REGISTROS DE DATOS
···
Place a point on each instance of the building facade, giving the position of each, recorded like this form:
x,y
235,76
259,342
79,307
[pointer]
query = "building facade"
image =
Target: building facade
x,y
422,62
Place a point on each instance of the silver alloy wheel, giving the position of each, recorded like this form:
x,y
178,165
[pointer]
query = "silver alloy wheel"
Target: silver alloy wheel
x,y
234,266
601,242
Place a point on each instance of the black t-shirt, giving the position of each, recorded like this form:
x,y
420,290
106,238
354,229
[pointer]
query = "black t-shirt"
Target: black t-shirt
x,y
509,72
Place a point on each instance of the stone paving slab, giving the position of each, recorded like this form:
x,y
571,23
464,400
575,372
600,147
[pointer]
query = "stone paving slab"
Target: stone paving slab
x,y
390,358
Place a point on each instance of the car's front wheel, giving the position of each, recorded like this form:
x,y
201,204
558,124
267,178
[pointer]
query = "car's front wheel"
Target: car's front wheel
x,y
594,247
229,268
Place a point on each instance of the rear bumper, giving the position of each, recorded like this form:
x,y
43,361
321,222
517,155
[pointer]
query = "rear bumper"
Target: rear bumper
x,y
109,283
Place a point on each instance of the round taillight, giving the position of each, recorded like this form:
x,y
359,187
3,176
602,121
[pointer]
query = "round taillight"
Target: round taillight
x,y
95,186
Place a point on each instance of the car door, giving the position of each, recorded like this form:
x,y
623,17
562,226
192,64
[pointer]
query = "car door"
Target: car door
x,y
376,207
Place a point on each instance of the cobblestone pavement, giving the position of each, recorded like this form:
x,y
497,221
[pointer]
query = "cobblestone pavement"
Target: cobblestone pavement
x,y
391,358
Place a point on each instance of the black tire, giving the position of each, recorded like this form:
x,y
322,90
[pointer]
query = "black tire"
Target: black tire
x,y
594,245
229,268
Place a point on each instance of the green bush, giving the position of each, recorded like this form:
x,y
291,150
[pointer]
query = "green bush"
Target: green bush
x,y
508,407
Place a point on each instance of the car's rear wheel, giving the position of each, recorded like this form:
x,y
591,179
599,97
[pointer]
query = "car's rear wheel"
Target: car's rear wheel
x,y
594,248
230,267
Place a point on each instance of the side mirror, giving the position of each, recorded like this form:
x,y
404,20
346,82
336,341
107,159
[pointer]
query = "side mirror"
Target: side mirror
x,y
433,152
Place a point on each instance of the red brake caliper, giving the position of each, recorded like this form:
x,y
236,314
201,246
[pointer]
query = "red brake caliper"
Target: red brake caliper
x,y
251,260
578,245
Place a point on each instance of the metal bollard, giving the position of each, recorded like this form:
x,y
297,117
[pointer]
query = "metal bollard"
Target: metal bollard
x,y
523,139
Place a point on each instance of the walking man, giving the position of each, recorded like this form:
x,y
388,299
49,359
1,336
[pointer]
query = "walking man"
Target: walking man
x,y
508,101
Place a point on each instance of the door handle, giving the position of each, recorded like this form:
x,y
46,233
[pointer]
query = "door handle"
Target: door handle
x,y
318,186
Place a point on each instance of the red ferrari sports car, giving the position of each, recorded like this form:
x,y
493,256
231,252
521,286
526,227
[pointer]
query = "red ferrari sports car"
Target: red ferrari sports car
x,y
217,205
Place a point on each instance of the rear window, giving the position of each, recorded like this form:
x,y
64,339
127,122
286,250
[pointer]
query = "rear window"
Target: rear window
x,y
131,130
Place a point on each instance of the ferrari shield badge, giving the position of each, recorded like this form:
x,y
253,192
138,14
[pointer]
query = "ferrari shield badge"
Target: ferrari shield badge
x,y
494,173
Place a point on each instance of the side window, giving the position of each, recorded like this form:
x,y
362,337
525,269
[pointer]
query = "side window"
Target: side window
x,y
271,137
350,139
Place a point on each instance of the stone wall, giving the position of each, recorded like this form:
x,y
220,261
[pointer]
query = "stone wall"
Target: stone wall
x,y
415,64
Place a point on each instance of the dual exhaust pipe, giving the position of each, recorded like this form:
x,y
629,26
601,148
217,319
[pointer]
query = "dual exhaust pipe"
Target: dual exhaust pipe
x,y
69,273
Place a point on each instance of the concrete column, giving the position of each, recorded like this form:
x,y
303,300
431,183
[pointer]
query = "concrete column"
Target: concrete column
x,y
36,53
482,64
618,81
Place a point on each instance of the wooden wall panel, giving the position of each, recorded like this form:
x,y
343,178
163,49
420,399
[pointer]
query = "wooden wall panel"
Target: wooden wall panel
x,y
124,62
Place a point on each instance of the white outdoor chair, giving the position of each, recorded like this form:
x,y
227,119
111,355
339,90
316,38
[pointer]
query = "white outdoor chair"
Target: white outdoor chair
···
CONSIGNA
Reproduce literalmente el tramo de los registros que va desde la línea que contiene "Place a point on each instance of the concrete" hasta el final de los registros, con ambos extremos incluidos.

RESPUESTA AL EJERCICIO
Place a point on each instance of the concrete column, giving the position of each, recorded like this form:
x,y
303,300
431,183
[pointer]
query = "concrete column"
Target: concrete column
x,y
36,53
482,64
618,81
Place a point on each instance of the wooden wall panel, giving the position of each, recorded like this form:
x,y
343,178
163,49
420,399
[pointer]
query = "wooden wall panel"
Target: wooden wall panel
x,y
124,62
Place a point on each instance of the white outdoor chair, giving the position of each, recorded like this form:
x,y
227,119
111,355
339,90
316,38
[pointer]
query = "white outdoor chair"
Target: white outdoor chair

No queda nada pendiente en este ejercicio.